## START Article

Purpose of the Study:

  • To review the application of vibronic coupling (VC) potentials in trajectory-based excited-state dynamics simulations.
  • To highlight the advantages and insights gained from using VC models, particularly linear VC (LVC).
  • To discuss the integration of VC potentials with various computational methods.

Main Methods:

  • Review of vibronic coupling (VC) potentials, including linear VC (LVC).
  • Integration with trajectory-based methods: surface hopping, variational multiconfigurational Gaussian, and exact-factorization-derived approaches.
  • Application to molecular and condensed-phase systems.

Main Results:

  • VC models, especially LVC, facilitate efficient simulations of photophysical and photochemical processes.
  • These models provide insights into energy/charge transfer, excited-state lifetimes, and relaxation pathways.
  • VC models have uncovered mechanistic details like state-specific intersystem crossing and vibrational mode selectivity.

Conclusions:

  • VC potentials are computationally efficient and valuable for benchmarking and exploring excited-state dynamics.
  • Future directions include integrating VC with machine learning, anharmonic corrections, and hybrid QM/MM frameworks for complex environments.
  • VC-based approaches enhance the study of photophysics in diverse molecular systems.

## END Article
## START Provided records

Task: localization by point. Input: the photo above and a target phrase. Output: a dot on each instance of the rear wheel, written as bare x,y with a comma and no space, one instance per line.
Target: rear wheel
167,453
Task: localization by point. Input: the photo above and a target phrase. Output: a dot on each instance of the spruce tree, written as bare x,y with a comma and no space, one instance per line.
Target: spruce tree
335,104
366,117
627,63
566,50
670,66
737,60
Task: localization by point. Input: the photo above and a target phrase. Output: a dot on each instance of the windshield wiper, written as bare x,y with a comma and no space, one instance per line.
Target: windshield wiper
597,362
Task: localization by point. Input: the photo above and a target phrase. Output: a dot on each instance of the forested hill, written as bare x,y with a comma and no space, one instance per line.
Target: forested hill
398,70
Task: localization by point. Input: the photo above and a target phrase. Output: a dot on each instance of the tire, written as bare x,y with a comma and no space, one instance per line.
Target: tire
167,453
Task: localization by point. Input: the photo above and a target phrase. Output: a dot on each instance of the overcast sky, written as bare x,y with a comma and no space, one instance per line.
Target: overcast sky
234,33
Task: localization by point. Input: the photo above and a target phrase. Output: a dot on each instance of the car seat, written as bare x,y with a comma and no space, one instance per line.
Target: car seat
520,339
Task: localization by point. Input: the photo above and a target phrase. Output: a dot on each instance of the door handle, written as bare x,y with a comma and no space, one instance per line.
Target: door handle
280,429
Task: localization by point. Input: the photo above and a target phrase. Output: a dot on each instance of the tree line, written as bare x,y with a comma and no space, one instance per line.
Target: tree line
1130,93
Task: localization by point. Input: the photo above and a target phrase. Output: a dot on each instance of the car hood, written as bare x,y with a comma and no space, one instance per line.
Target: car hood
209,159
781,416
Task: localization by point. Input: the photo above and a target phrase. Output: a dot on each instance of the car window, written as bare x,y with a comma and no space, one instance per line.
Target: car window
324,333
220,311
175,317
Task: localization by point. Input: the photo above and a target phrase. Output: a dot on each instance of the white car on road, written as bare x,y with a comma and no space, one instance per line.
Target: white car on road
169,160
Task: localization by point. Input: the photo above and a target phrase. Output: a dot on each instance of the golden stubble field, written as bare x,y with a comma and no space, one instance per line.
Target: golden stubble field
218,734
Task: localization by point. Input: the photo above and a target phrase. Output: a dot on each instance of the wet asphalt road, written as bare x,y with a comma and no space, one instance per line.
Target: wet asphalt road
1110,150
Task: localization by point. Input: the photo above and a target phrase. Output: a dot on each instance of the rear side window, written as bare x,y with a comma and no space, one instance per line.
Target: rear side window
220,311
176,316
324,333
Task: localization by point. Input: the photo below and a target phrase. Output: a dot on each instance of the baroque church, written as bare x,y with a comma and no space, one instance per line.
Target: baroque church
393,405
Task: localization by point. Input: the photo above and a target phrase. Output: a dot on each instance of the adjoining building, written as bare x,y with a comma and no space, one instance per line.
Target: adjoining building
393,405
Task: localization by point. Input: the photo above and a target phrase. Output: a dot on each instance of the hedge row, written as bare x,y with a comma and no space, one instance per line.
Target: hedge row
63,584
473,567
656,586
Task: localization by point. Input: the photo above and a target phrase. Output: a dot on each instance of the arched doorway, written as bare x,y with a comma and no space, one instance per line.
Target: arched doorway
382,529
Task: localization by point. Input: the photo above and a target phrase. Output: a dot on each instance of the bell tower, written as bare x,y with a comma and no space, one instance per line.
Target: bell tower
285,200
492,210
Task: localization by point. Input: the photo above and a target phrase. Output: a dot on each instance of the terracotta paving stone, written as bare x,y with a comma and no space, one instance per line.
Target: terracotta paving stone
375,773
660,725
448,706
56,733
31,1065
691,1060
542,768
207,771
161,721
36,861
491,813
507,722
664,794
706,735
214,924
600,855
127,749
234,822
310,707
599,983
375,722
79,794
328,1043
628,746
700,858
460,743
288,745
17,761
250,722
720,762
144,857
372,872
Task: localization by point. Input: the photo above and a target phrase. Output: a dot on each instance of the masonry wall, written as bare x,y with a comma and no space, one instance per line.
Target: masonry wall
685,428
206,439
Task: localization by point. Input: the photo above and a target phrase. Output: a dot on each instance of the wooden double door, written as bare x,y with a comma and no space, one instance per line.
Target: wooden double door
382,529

## END Provided records

◆ **Tasks for this exercise**:
1 > Repeat the passage from the vibronic coupling summary word for word, starting at "Purpose of the" and ending at "and condensed-phase systems.".
2 > Gather every line of the records that contains the word "asphalt".

◆ **Solutions to the exercise**:
1 >
Purpose of the Study:

  • To review the application of vibronic coupling (VC) potentials in trajectory-based excited-state dynamics simulations.
  • To highlight the advantages and insights gained from using VC models, particularly linear VC (LVC).
  • To discuss the integration of VC potentials with various computational methods.

Main Methods:

  • Review of vibronic coupling (VC) potentials, including linear VC (LVC).
  • Integration with trajectory-based methods: surface hopping, variational multiconfigurational Gaussian, and exact-factorization-derived approaches.
  • Application to molecular and condensed-phase systems.

2 >
Task: localization by point. Input: the photo above and a target phrase. Output: a dot on each instance of the wet asphalt road, written as bare x,y with a comma and no space, one instance per line.
Target: wet asphalt road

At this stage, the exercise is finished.